Material for this task:
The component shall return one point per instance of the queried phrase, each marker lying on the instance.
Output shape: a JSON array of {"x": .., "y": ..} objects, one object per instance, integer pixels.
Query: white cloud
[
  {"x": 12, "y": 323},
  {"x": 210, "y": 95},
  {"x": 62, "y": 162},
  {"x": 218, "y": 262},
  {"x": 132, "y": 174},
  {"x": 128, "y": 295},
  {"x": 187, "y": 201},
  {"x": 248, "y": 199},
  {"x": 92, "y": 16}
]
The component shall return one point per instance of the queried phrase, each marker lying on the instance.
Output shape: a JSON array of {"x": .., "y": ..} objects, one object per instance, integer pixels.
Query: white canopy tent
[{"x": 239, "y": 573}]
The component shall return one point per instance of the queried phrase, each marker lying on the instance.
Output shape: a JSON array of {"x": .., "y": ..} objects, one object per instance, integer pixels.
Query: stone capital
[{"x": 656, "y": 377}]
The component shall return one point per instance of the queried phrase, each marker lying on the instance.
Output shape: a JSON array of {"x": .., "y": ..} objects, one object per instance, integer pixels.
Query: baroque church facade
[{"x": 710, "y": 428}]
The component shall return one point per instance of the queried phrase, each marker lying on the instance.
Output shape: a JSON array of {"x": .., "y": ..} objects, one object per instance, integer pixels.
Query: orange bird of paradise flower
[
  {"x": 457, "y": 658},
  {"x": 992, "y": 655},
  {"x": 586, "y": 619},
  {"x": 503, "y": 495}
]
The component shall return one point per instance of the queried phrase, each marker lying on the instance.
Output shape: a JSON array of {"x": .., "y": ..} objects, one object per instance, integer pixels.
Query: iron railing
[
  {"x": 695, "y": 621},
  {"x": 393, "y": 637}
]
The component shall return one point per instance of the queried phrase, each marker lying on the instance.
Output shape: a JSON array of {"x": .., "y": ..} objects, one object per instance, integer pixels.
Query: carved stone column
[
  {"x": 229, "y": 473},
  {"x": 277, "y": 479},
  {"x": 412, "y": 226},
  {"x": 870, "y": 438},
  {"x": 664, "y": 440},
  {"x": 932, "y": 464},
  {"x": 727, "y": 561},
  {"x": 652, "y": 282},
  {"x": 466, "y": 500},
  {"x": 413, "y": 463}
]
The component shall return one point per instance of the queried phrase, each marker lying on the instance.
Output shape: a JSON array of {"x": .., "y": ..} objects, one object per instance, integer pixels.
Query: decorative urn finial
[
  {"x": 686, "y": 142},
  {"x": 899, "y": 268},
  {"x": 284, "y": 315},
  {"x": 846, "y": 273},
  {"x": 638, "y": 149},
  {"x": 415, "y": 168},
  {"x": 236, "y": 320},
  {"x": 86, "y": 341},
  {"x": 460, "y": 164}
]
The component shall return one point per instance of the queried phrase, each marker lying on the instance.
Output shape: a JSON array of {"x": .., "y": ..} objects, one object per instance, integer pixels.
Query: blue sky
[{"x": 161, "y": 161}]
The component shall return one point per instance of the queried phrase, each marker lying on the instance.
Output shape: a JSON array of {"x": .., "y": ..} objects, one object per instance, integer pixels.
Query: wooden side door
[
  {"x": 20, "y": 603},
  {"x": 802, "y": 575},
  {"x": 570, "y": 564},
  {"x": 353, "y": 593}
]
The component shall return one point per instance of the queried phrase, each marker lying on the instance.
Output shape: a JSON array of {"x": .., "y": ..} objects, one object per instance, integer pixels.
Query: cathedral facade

Exercise requirements:
Your response should be the exact lines running from the one with "Query: wooden side door" to the final line of the material above.

Output for this task:
Query: wooden side door
[
  {"x": 20, "y": 603},
  {"x": 802, "y": 575},
  {"x": 570, "y": 564},
  {"x": 353, "y": 593}
]
The component shall return one point per instance of the queried phrase, each marker lying on the instance.
Output shape: a JSON array of {"x": .., "y": ..} objects, one object per instance, integer pixels.
Query: cathedral facade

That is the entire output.